# EXCERPTED TEXT start
America’s broken Dreams

 

America’s broken Dreams.

After decades of untrammeled capitalism there are still those that believe in its system able to the ‘transformation of all to the common good for all.’ This is what really happened though when the power of money took over from the power of sharing, caring, empathy and tolerance. Take a good look!

http://www.abc.net.au/iview/#/view/30857

Was it forty two million or forty four million who are now living in dismal poverty in America? How could a country get it so wrong and so quickly? Here was a nation once held up as an example of giving anyone prepared to put shoulder under the task the just reward in living the life of dreams and untold riches. They had John Steinbeck’s ‘Of Men and mice’ as a previous example. The problem was the neglect of dreams of the spirit and mind and an over emphasis on material benefits. Is this a repeat of the 1920/30’s?

Was it ownership of large houses with triple garages that overtook ownership of caring and friendship, neighbourly concern, an intimacy of living together? Did they forget to understand what gives  satisfaction is learning to overcome life’s tribulations and a yearning for bettering ourselves by caring about others? It wasn’t supposed to be this lonely race to fat bank accounts with share portfolios kept locked in  study-room’s gleaming drawers. Something went wrong somewhere.

Americans aspired to keep young with Botox infusions, silly anti-erotic chicken-wing look Brazilian waxes and expensive life expanding lotions, do anything to keep death away. That was banished as much as possible with the casket silently sliding and discretely hidden by a curtain, towards its final journey, the incinerator.  Better to concentrate on membership to exclusive golf clubs or solariums to give  tans as overwhelming proof of health, wellbeing and.. Being and staying alive together with John Travolta and Olivier Newton.

The poverty in America while terribly real is also removed from what we used to think of as poor. The family was still driving a large car; they had flat TV, computers and the kids fiddling with electric gadgets. Some of those did not look very hungry either with large torsos struggling to get in and out of cars. It was the feeling of the US being totally lost in people’s life’s travel that was the real poverty.
# EXCERPTED TEXT end
# DATASET ENTRIES start
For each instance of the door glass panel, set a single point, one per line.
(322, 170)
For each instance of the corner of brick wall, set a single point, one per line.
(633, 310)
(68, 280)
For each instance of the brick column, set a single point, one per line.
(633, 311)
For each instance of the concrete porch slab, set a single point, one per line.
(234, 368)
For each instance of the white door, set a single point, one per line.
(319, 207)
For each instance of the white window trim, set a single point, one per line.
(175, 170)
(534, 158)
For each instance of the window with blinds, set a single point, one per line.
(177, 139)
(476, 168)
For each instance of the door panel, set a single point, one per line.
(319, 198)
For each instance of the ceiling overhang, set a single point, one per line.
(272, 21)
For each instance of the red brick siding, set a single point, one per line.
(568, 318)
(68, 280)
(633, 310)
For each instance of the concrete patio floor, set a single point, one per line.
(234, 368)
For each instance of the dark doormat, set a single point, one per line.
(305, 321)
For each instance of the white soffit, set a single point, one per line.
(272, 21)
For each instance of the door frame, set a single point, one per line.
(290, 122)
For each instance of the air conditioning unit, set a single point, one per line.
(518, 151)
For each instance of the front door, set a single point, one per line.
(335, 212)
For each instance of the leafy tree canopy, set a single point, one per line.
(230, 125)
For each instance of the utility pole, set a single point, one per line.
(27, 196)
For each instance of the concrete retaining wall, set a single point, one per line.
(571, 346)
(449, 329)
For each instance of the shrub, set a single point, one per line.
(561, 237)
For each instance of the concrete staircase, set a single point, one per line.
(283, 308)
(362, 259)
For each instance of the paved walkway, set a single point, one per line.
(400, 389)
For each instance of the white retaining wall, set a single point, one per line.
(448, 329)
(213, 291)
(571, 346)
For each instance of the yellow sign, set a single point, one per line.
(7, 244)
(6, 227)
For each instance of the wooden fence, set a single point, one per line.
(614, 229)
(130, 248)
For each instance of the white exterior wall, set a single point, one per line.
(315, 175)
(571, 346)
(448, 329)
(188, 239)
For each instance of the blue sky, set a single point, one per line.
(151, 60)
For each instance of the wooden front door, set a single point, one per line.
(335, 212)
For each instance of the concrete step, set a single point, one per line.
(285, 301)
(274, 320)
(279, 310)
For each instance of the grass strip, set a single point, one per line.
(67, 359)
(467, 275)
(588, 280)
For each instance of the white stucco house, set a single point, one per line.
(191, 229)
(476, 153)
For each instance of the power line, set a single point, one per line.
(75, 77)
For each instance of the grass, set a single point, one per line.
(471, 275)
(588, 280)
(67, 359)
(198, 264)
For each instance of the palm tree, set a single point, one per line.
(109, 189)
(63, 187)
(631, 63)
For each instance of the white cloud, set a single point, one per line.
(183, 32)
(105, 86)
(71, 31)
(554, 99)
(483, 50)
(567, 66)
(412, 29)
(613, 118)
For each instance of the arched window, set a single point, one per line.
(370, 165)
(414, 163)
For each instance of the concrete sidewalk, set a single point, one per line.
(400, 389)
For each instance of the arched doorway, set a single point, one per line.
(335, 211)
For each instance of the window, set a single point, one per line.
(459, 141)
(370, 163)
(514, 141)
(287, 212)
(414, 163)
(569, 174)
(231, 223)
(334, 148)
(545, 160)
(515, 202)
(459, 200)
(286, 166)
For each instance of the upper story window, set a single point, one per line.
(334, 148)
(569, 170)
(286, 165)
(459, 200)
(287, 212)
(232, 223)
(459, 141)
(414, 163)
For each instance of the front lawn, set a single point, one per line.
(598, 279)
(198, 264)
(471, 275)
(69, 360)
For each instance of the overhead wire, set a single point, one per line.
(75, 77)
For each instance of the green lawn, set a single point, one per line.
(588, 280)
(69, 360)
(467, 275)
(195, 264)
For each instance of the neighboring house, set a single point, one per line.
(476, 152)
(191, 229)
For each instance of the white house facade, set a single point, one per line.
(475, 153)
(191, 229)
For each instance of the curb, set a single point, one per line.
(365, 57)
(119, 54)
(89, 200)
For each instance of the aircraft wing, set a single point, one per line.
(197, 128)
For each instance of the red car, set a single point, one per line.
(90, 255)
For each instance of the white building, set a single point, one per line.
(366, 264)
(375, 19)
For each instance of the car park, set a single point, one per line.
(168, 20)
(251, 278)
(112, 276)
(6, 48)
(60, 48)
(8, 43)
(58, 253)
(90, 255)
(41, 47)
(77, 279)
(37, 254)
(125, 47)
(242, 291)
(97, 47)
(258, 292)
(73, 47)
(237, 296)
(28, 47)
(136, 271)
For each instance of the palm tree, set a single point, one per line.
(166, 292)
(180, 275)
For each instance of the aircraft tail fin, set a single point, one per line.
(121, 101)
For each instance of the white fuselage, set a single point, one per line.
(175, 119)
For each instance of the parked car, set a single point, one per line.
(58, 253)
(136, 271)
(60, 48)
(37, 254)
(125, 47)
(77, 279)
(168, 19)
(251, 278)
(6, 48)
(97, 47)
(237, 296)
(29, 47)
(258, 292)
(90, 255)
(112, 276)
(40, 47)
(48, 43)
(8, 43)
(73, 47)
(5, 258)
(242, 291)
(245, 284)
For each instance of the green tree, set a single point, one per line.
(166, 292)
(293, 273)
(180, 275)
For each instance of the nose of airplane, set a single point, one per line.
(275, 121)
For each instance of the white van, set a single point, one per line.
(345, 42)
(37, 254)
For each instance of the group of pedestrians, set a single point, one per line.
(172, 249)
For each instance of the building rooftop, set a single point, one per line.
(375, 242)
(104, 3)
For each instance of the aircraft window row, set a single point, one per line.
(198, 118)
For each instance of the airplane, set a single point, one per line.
# DATASET ENTRIES end
PARTS OF THE EXERCISE:
[A] According to the essay on America's broken dreams, what kind of car was the poor family still driving?
[B] Present the saved data entries as a JSON list of strings, one string per line and blank lines omitted, starting with the line that contains "For each instance of the white building, set" and continuing through the last of the entries.
The essay and the saved data entries have no connection to each other.

RESULTS FOR THE EXERCISE:
[A] A large car.

[B]
[
  "For each instance of the white building, set a single point, one per line.",
  "(366, 264)",
  "(375, 19)",
  "For each instance of the car park, set a single point, one per line.",
  "(168, 20)",
  "(251, 278)",
  "(112, 276)",
  "(6, 48)",
  "(60, 48)",
  "(8, 43)",
  "(58, 253)",
  "(90, 255)",
  "(41, 47)",
  "(77, 279)",
  "(37, 254)",
  "(125, 47)",
  "(242, 291)",
  "(97, 47)",
  "(258, 292)",
  "(73, 47)",
  "(237, 296)",
  "(28, 47)",
  "(136, 271)",
  "For each instance of the palm tree, set a single point, one per line.",
  "(166, 292)",
  "(180, 275)",
  "For each instance of the aircraft tail fin, set a single point, one per line.",
  "(121, 101)",
  "For each instance of the white fuselage, set a single point, one per line.",
  "(175, 119)",
  "For each instance of the parked car, set a single point, one per line.",
  "(58, 253)",
  "(136, 271)",
  "(60, 48)",
  "(37, 254)",
  "(125, 47)",
  "(77, 279)",
  "(168, 19)",
  "(251, 278)",
  "(6, 48)",
  "(97, 47)",
  "(237, 296)",
  "(29, 47)",
  "(258, 292)",
  "(90, 255)",
  "(112, 276)",
  "(40, 47)",
  "(48, 43)",
  "(8, 43)",
  "(73, 47)",
  "(5, 258)",
  "(242, 291)",
  "(245, 284)",
  "For each instance of the green tree, set a single point, one per line.",
  "(166, 292)",
  "(293, 273)",
  "(180, 275)",
  "For each instance of the nose of airplane, set a single point, one per line.",
  "(275, 121)",
  "For each instance of the white van, set a single point, one per line.",
  "(345, 42)",
  "(37, 254)",
  "For each instance of the group of pedestrians, set a single point, one per line.",
  "(172, 249)",
  "For each instance of the building rooftop, set a single point, one per line.",
  "(375, 242)",
  "(104, 3)",
  "For each instance of the aircraft window row, set a single point, one per line.",
  "(198, 118)",
  "For each instance of the airplane, set a single point, one per line."
]